* **Tantangan**:
1. Apakah setiap pernyataan (a), (b), dan (c) berikut sesuai dengan teks tentang klaim simpanan nasabah pada bank dalam likuidasi? Jawab ya atau tidak untuk masing-masing, lalu kutip kata-kata teks yang menentukannya. (a) Nasabah dalam kasus tersebut memiliki total saldo simpanan Rp 200 juta. (b) Nasabah tersebut pernah meminta bunga khusus kepada bank. (c) Klaim nasabah tidak dibayar karena suku bunga simpanannya melampaui suku bunga penjaminan LPS.
2. Tuliskan lanjutan teks tentang klaim simpanan nasabah pada bank dalam likuidasi, dimulai tepat sesudah kalimat terakhirnya.

* **Teks Bacaan**:
══════════════════════════════
Minggu, 27 Oktober 2019

Perihal Masalah Klaim Simpanan Nasabah pada Bank dalam Likuidasi


Rubrik Opini :
Perihal Masalah Klaim Simpanan Nasabah 
pada Bank dalam Likuidasi


Oleh : Kardi Pakpahan*
            Coba dibayangkan, sudah bertahun-tahun seorang nasabah penyimpan dana dengan total saldo simpanan Rp 200 juta menjadi nasabah di sebuah bank, tetapi di suatu waktu  tiba giliran dicabut izin usaha bank yang terkait dan masuk status Bank dalam Likuidasi (BDL), nasabah penyimpan dana tersebut tidak mendapatkan hasil klaim dari Lembaga Penjaminan Simpanan (LPS), dengan alasan bahwa suku bunga simpanan nasabah tersebut melampaui suku bunga penjaminan yang ditetapkan LPS, padahal Nasabah penyimpan Dana tersebut tidak pernah meminta bunga khusus atau special rate kepada Bank terkait. Bagian paparan di awal ini adalah kasus posisi, tetapi mungkin saja sudah pernah dialami oleh nasabah perbankan.
══════════════════════════════
* **Daftar Catatan**:
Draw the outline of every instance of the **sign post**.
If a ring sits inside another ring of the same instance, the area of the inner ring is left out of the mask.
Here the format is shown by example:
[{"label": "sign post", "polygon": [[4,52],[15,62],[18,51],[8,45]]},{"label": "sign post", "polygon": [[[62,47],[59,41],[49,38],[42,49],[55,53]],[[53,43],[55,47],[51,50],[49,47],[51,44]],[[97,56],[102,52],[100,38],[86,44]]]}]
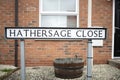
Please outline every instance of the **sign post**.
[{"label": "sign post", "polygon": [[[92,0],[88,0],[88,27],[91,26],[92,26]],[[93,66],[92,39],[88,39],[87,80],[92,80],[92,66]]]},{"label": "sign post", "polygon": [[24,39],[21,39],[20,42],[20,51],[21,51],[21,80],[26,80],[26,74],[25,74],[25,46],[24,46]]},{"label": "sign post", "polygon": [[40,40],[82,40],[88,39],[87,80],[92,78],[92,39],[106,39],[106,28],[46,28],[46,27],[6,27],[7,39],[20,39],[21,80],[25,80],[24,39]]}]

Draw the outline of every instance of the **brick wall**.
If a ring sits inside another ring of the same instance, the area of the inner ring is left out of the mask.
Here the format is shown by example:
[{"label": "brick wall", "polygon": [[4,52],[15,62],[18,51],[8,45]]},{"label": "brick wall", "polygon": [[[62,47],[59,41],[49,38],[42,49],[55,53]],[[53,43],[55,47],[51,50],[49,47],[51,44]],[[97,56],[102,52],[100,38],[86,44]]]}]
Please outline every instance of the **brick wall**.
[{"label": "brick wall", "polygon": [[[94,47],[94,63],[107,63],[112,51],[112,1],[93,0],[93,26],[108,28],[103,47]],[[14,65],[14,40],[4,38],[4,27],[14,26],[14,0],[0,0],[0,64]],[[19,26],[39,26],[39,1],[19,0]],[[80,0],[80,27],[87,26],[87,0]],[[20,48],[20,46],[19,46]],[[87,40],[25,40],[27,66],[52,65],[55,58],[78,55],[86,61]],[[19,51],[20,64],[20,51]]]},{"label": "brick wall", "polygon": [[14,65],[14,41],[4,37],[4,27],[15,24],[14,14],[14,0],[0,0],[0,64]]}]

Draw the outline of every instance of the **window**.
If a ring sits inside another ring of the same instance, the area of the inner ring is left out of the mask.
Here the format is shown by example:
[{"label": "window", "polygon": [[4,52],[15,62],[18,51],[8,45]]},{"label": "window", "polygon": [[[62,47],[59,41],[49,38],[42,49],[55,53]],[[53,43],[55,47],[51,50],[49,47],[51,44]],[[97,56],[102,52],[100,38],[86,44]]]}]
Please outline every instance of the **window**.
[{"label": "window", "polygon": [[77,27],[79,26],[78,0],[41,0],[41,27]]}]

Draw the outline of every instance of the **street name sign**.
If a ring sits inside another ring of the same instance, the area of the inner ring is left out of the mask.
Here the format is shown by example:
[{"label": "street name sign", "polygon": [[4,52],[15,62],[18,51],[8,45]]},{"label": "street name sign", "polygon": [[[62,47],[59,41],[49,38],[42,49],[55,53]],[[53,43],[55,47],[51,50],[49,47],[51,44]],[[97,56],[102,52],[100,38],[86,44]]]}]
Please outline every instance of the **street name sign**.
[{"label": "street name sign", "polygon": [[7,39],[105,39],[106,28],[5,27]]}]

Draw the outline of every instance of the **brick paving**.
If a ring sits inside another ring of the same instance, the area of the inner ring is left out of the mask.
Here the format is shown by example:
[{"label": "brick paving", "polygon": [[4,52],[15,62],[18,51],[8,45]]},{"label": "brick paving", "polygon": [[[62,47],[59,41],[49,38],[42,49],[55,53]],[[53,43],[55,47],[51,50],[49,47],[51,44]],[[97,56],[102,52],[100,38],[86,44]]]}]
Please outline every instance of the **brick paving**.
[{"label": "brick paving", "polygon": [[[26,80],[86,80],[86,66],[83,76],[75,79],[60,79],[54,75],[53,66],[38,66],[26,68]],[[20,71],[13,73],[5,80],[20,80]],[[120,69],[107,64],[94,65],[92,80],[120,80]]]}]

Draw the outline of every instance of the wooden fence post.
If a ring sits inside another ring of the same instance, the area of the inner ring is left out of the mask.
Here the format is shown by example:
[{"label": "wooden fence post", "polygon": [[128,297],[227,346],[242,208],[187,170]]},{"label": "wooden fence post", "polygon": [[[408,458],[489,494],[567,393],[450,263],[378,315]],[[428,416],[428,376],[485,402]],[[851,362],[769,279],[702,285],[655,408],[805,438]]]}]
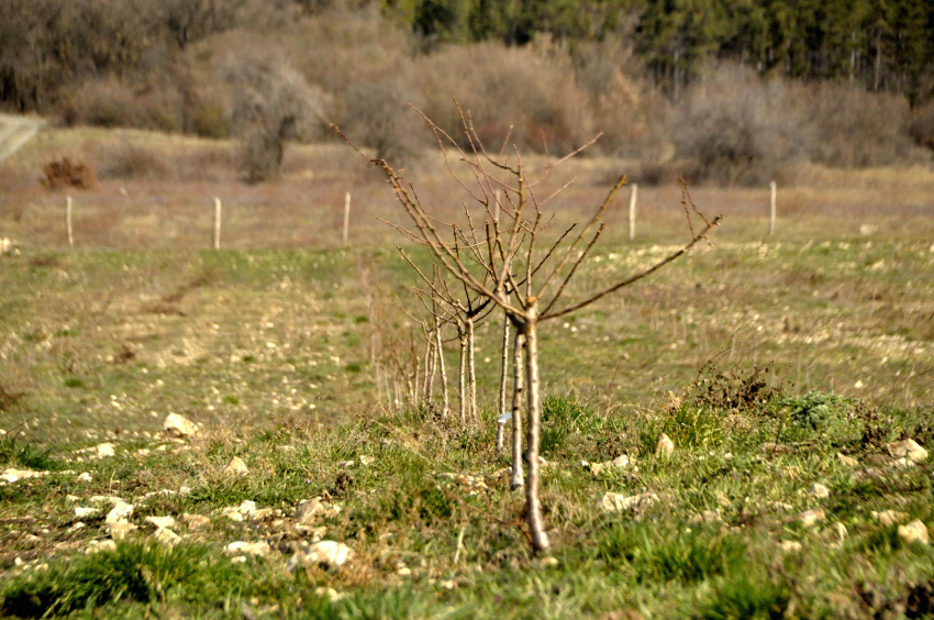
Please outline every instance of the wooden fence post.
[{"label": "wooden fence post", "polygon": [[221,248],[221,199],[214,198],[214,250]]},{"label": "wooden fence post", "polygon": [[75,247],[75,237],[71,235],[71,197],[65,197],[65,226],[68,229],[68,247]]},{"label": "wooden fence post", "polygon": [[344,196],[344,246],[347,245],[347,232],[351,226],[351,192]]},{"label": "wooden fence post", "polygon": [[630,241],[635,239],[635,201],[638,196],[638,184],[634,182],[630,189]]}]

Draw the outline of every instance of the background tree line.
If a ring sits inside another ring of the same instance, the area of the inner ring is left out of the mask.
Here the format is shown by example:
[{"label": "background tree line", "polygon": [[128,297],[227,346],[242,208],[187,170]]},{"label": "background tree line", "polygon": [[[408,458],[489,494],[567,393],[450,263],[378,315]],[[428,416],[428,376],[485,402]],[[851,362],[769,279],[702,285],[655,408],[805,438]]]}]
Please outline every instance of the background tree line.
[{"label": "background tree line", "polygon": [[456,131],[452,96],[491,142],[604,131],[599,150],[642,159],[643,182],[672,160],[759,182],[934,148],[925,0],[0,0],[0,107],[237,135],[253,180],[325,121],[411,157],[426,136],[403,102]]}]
══════════════════════════════
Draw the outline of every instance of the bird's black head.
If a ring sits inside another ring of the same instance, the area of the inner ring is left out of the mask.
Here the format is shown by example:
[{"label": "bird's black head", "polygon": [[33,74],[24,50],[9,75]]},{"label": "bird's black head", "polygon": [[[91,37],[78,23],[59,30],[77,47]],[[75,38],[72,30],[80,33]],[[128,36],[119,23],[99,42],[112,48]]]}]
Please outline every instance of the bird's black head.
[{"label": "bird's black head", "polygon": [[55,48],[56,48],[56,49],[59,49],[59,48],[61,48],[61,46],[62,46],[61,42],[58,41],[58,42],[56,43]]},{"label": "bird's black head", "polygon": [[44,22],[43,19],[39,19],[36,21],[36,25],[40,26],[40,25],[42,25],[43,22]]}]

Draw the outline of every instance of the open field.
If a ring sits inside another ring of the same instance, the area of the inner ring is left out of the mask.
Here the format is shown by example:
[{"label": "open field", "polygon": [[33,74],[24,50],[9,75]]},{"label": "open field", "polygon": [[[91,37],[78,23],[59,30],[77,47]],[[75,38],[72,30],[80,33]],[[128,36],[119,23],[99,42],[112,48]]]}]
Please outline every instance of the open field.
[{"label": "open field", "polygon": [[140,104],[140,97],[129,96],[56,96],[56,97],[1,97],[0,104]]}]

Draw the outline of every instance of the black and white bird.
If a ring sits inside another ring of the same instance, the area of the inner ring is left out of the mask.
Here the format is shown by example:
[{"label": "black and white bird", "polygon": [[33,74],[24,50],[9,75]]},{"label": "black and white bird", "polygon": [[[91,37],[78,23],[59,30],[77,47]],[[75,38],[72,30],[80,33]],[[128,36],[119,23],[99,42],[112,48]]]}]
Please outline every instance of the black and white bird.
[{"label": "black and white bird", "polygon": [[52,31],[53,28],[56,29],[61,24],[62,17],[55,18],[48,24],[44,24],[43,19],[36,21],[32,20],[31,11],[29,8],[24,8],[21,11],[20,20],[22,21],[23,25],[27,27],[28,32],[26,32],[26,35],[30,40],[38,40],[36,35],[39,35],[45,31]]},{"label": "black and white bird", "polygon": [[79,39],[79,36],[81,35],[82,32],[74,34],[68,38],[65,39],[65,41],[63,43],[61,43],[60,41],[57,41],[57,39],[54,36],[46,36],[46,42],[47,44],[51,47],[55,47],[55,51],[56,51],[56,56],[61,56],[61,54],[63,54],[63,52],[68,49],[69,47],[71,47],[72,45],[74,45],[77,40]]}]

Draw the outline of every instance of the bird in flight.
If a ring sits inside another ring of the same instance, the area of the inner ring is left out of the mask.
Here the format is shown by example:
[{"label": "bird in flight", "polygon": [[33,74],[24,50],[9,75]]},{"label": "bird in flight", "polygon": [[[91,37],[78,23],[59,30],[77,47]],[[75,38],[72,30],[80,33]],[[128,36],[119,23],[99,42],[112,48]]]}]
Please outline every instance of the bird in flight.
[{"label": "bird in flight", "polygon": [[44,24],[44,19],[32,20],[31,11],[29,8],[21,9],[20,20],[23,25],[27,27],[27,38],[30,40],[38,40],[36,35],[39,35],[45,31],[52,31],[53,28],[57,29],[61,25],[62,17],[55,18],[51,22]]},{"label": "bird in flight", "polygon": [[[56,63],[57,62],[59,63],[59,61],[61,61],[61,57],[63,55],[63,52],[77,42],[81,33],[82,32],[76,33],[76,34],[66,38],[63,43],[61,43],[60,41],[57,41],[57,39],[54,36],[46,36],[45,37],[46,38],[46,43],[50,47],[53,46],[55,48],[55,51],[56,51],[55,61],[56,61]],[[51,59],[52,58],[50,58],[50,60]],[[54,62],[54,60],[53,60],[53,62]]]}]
══════════════════════════════
* **Jawaban per Soal**:
1.
(a) Ya: "dengan total saldo simpanan Rp 200 juta"
(b) Tidak: "tidak pernah meminta bunga khusus atau special rate kepada Bank terkait"
(c) Ya: "dengan alasan bahwa suku bunga simpanan nasabah tersebut melampaui suku bunga penjaminan yang ditetapkan LPS"

2.
            Seluruh bank yang ada di sini wajib atau harus mengikuti program penjaminan simpanan nasabahnya. Institusi atau lembaga yang melakukan penjaminan simpanan nasabah perbankan berdasarkan Undang-Undang (UU) No.24/2004 sebagaimana telah diubah dengan UU No.7/2009 tentang Lembaga Penjaminan Simpanan atau yang disebut juga UU LPS, adalah LPS. Pertanyaan sekarang apakah fungsi, wewenang dan tugas LPS dalam rangka penjaminan simpanan semata-mata menerima dana kontribusi dan premi penjaminan dari perbankan dan melakukan penggantian simpanan nasabah yang memenuhi syarat ketika ada bank yang dicabut izin usahannya ?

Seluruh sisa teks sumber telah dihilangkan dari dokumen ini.